> PROBLEM
Repeat all entries exactly.

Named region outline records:
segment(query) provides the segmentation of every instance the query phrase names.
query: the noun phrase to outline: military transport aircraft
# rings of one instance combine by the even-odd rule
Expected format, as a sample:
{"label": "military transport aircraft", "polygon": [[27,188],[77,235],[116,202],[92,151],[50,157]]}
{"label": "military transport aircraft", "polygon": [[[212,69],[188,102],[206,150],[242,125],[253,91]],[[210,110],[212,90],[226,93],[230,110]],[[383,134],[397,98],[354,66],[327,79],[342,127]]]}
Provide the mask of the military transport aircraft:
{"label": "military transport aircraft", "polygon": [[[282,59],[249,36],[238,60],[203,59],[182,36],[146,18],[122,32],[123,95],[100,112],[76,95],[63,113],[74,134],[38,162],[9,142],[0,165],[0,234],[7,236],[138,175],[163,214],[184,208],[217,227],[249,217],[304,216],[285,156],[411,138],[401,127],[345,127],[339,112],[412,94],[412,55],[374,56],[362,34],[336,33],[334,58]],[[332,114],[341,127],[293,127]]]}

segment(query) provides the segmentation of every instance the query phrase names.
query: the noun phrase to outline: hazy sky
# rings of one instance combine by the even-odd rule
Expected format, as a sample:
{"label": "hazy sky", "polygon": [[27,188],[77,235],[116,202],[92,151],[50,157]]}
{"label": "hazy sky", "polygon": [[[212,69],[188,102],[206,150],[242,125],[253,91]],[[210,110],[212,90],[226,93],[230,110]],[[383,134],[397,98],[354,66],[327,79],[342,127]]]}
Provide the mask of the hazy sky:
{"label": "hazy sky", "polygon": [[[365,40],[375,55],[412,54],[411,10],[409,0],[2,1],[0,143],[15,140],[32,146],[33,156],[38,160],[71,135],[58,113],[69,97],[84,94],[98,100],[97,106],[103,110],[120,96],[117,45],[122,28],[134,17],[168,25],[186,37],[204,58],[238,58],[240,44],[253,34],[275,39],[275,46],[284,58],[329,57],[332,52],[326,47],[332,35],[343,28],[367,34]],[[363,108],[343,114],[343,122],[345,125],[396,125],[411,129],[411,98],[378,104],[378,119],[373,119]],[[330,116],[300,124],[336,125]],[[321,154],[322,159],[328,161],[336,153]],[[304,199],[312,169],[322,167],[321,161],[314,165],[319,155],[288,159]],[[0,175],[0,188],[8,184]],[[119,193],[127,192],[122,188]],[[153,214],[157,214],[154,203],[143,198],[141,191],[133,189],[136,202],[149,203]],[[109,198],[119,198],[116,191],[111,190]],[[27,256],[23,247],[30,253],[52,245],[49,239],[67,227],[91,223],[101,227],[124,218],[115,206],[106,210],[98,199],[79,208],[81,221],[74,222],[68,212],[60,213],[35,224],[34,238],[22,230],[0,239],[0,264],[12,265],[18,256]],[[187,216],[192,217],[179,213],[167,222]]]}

> RESPONSE
segment(query) provides the segmentation of every instance the query phrase names.
query: the noun phrase to outline: military transport aircraft
# rings of one instance combine by the even-odd rule
Expected format, as a sample:
{"label": "military transport aircraft", "polygon": [[27,188],[77,235],[116,202],[92,151],[50,157]]}
{"label": "military transport aircraft", "polygon": [[[212,69],[188,102],[206,150],[242,125],[253,91]],[[210,110],[212,90],[226,93],[230,110]],[[383,134],[397,98],[354,66],[327,79],[342,127]]]}
Provide the mask of the military transport aircraft:
{"label": "military transport aircraft", "polygon": [[[282,59],[249,36],[238,60],[203,59],[182,36],[146,18],[122,32],[123,95],[100,112],[76,95],[63,113],[74,134],[38,162],[9,142],[0,165],[0,234],[7,236],[138,175],[163,214],[184,208],[217,227],[249,217],[304,216],[285,156],[411,138],[401,127],[345,127],[339,112],[412,94],[412,55],[374,56],[362,34],[336,33],[334,58]],[[332,114],[341,127],[293,127]]]}

segment(query) provides the segmentation of every instance the query phrase names.
query: the noun phrase to outline: hazy sky
# rings of one instance combine by the even-odd rule
Expected format, as a sample:
{"label": "hazy sky", "polygon": [[27,188],[77,235],[116,202],[92,151],[50,157]]}
{"label": "hazy sky", "polygon": [[[212,69],[188,102],[206,150],[242,125],[253,91]],[[210,110],[212,90],[226,93],[230,110]],[[383,134],[397,98],[354,66],[327,79],[342,127]]]}
Provide the mask of the hazy sky:
{"label": "hazy sky", "polygon": [[[365,40],[375,55],[412,54],[411,10],[409,0],[2,1],[0,143],[15,140],[32,146],[33,156],[38,160],[71,135],[58,113],[69,97],[84,94],[98,100],[97,106],[103,110],[120,96],[117,45],[122,28],[134,17],[168,25],[186,37],[204,58],[238,58],[240,44],[253,34],[275,39],[275,46],[284,58],[329,57],[332,52],[326,47],[332,35],[343,28],[367,34]],[[363,108],[343,114],[343,122],[345,125],[396,125],[411,129],[411,98],[378,104],[378,119],[373,119]],[[330,116],[300,124],[336,125]],[[321,154],[322,159],[328,161],[336,153]],[[304,199],[312,169],[322,167],[321,161],[314,165],[319,155],[288,159]],[[0,175],[0,188],[8,184]],[[119,193],[127,192],[122,188]],[[153,214],[157,214],[154,203],[143,198],[141,191],[133,189],[136,202],[149,203]],[[109,198],[119,198],[116,191],[111,190]],[[27,256],[23,247],[30,253],[52,245],[49,239],[67,227],[91,223],[101,227],[124,218],[115,206],[106,210],[98,199],[79,208],[81,221],[74,222],[68,212],[60,213],[35,224],[34,238],[22,230],[0,239],[0,264],[12,265],[18,256]],[[187,216],[192,217],[179,213],[167,222]]]}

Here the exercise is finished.